[Provided passage Boundary: Start]

... the invisible children movie. it left me angry with god, frustrated with the u.s., and upset with my own disgusting consumerist mindset. it also left me hopeful about people, in awe of god's greatness in every way i can only now imagine, and convinced that that was not the end of my relationship with those realities.
... how much i'd like to not be thinking about my skin right now.
... how my life will come to an end just like everyone else's. and that god is way more capable of handling my worry than i will ever be.
... my roommate kat in north carolina.

whenever i write down all i'm thinking, i want to both laugh and cry. doesn't it ever amaze you that god could make beings so complex that they can think a million thoughts and still know so little? it makes me want to laugh that i'm so naive to think i have SO much on my mind of consequence, and it makes me cry that god could still care so much about me when i care so little for him.
i'm sorry it takes me so long, god. but i'm oh-so-happy that you are always waiting for me.

checkout line diagnosis

nearly two months ago, i returned from a long weekend up to madison on a monday night, and settled into work on tuesday morning. two hours into my day, my left cheek went numb and began to itch a bit.

the condition persisted, sending me back to my oral surgeon where i had had my wisdom teeth removed only a month earlier. oh, they told me, it's just a flare up because of that one tooth. here's some medicine. go away.

turns out that wasn't the reason.

so i visited a general practitioner. twice. and twice she looked at me dumbfounded, twice she flipped through her pocket-sized idiot's guide to skin diseases, twice she prescribed medicines for me that did absolutely nothing.

i went to russia like this, desperately trying to ignore the fact that every high school student, suitcases filled with prescription drugs ensuring that they'd never conceive of the reality of even a pimple, seemed to approach me like living neutrogena ads.

[Provided passage Boundary: End]
[Data extract Boundary: Start]

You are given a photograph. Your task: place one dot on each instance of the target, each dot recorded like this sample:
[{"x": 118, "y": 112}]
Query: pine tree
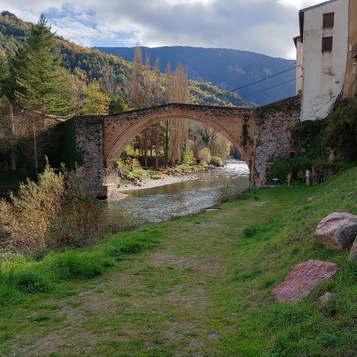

[Data extract Boundary: End]

Tasks for this exercise –
1 > In the personal reflection, rewrite the part starting with "whenever i write" and going on through "waiting for me.", replacing "naive" with "foolish".
2 > Extend the personal reflection about the skin condition, picking up right after its final sentence.
The material above comes from a separate source and has no connection to the personal reflection.

Your written answers –
1 >
whenever i write down all i'm thinking, i want to both laugh and cry. doesn't it ever amaze you that god could make beings so complex that they can think a million thoughts and still know so little? it makes me want to laugh that i'm so foolish to think i have SO much on my mind of consequence, and it makes me cry that god could still care so much about me when i care so little for him.
i'm sorry it takes me so long, god. but i'm oh-so-happy that you are always waiting for me.

2 >
i made it through the week, confident that i'd visit a dermatologist soon enough with my doctor's referral and find a cure for whatever it was that had found a home on my face.

but because i have an hmo (hateful medical option), i'm required to jump through a series of hoops and other such obstacles with the agility and time commitment of a suburban teenager without summer employment (which i am not). between waiting for administrators to locate my lost referral and being put on hold while appointment-makers determine whether or not my condition is or is not life-threatening and, then, in fact, deserving of an appointment seven months away, i decided that self-diagnosis would be my best - and perhaps only - option.

it became increasingly more important to find an answer, since, after returning from russia, this "condition" chose to wage war on the rest of my body.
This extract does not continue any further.